__Coordinate annotation items__
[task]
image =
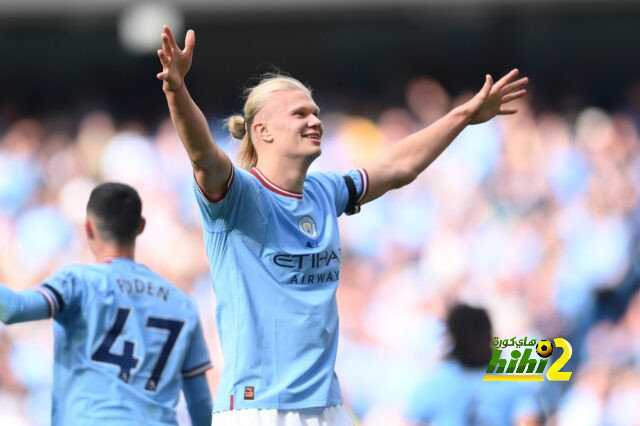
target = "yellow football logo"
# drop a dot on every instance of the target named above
(544, 348)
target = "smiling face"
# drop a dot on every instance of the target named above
(290, 124)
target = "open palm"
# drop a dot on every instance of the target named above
(491, 100)
(175, 61)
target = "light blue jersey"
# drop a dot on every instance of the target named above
(124, 340)
(457, 396)
(275, 262)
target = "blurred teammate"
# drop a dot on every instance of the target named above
(126, 340)
(454, 393)
(271, 235)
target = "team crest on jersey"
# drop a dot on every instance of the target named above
(308, 226)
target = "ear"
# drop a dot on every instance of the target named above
(262, 131)
(89, 229)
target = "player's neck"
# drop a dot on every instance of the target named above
(286, 173)
(112, 251)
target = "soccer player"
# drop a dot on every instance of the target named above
(454, 393)
(126, 340)
(271, 235)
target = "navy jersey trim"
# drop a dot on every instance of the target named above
(352, 205)
(365, 184)
(226, 190)
(54, 299)
(192, 372)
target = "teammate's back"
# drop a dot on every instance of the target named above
(126, 340)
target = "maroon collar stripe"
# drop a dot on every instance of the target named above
(273, 187)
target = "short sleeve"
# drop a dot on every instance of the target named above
(219, 216)
(345, 190)
(62, 291)
(197, 360)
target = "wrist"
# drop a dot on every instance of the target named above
(167, 88)
(462, 115)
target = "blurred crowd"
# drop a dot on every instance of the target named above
(534, 217)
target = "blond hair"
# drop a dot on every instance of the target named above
(256, 98)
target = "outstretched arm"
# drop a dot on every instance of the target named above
(198, 397)
(211, 166)
(409, 157)
(25, 306)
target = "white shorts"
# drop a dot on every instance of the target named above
(336, 415)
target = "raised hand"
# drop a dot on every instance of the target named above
(491, 100)
(175, 62)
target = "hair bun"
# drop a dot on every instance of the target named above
(236, 126)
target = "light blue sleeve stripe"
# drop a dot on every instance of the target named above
(25, 306)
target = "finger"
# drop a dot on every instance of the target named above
(164, 60)
(518, 84)
(189, 42)
(486, 88)
(171, 38)
(507, 78)
(513, 96)
(166, 46)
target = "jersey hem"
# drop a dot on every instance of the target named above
(242, 405)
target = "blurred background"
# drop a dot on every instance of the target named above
(535, 217)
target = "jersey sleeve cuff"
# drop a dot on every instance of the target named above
(364, 176)
(53, 298)
(226, 191)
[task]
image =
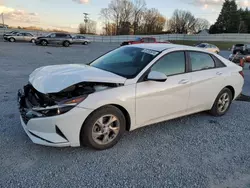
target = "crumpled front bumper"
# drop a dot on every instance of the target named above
(58, 131)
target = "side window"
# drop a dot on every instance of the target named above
(218, 63)
(171, 64)
(201, 61)
(145, 40)
(151, 40)
(53, 35)
(27, 34)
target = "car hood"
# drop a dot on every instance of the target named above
(55, 78)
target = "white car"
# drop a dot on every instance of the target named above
(78, 39)
(209, 47)
(125, 89)
(21, 37)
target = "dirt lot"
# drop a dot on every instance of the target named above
(194, 151)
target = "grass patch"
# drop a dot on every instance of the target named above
(219, 44)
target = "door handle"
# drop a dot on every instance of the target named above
(184, 81)
(219, 73)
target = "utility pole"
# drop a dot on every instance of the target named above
(86, 19)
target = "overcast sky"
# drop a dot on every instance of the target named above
(67, 14)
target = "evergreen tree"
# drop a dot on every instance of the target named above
(228, 20)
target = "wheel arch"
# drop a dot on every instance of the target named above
(44, 40)
(232, 90)
(121, 108)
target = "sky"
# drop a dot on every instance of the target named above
(67, 14)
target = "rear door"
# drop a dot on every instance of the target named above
(207, 77)
(20, 37)
(158, 101)
(28, 37)
(77, 39)
(52, 38)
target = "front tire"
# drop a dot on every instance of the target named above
(222, 103)
(66, 43)
(44, 43)
(103, 128)
(12, 39)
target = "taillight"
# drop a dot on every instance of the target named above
(241, 73)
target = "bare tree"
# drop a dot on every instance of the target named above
(139, 8)
(201, 24)
(90, 27)
(105, 16)
(132, 15)
(154, 22)
(182, 22)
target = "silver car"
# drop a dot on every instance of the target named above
(209, 47)
(78, 39)
(22, 37)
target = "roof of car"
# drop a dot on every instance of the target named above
(162, 47)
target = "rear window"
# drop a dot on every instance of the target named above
(201, 45)
(201, 61)
(239, 45)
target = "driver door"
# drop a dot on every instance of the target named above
(159, 101)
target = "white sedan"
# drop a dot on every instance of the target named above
(209, 47)
(125, 89)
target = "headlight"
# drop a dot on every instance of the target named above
(62, 107)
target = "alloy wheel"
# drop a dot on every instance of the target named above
(223, 103)
(105, 129)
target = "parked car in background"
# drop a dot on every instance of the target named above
(21, 37)
(79, 39)
(241, 48)
(209, 47)
(142, 40)
(10, 33)
(70, 105)
(64, 39)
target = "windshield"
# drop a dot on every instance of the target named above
(201, 45)
(138, 39)
(125, 61)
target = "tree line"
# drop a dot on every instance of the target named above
(123, 17)
(231, 19)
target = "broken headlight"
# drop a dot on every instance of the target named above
(61, 107)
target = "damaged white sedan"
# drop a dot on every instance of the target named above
(127, 88)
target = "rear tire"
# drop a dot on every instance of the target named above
(66, 43)
(222, 103)
(93, 133)
(12, 39)
(44, 43)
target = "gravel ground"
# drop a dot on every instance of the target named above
(194, 151)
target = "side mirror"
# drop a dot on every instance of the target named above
(156, 76)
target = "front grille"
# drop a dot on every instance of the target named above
(24, 117)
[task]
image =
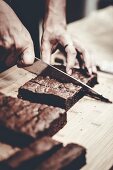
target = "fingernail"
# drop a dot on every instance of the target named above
(90, 71)
(69, 71)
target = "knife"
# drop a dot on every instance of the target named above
(39, 66)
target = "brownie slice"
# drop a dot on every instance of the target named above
(34, 154)
(71, 157)
(53, 89)
(26, 121)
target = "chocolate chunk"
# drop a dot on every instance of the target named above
(29, 157)
(27, 120)
(51, 89)
(71, 157)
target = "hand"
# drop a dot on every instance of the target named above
(15, 40)
(55, 35)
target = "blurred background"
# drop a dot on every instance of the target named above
(77, 9)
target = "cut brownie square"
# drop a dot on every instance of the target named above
(52, 89)
(34, 154)
(71, 157)
(28, 120)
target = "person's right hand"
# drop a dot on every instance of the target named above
(15, 41)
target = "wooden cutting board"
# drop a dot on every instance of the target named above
(90, 122)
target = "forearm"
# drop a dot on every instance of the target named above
(56, 12)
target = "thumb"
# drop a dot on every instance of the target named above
(27, 56)
(46, 52)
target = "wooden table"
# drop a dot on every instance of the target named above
(90, 122)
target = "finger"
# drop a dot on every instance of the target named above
(71, 58)
(46, 52)
(71, 53)
(27, 56)
(83, 57)
(94, 69)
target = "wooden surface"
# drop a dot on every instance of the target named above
(90, 122)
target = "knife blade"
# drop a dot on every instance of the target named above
(39, 66)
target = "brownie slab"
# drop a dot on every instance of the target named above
(25, 120)
(35, 153)
(52, 89)
(71, 157)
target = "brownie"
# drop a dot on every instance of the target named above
(71, 157)
(28, 120)
(35, 153)
(53, 89)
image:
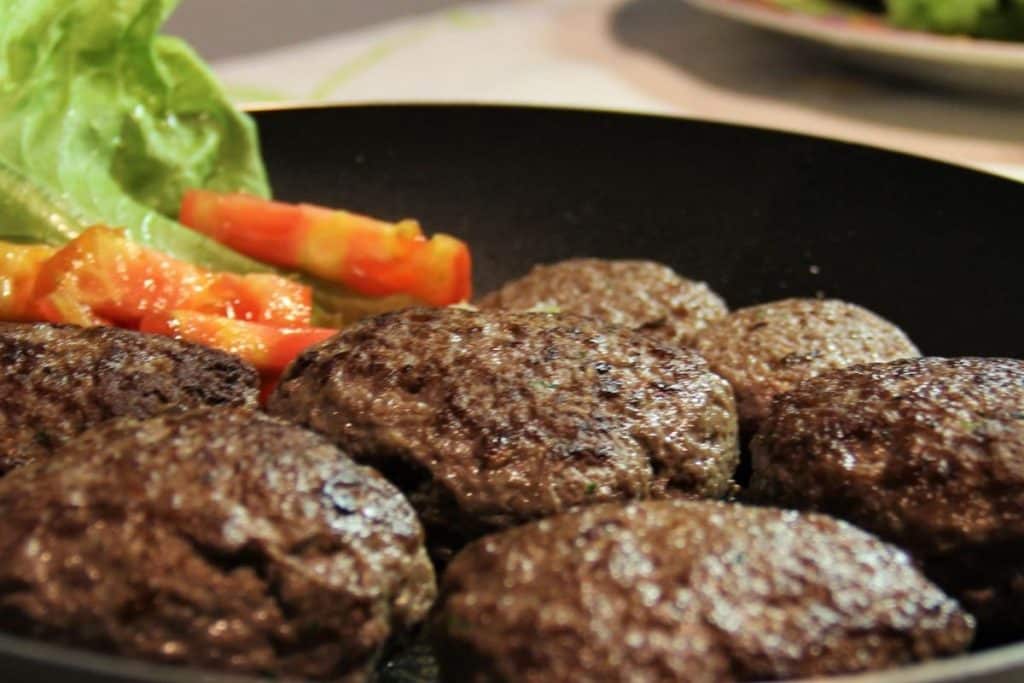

__Problem requirements__
Give the number of lines in the items above that contain the string "blurred", counting only matches in the same case. Reply with the number alone.

__Task output__
4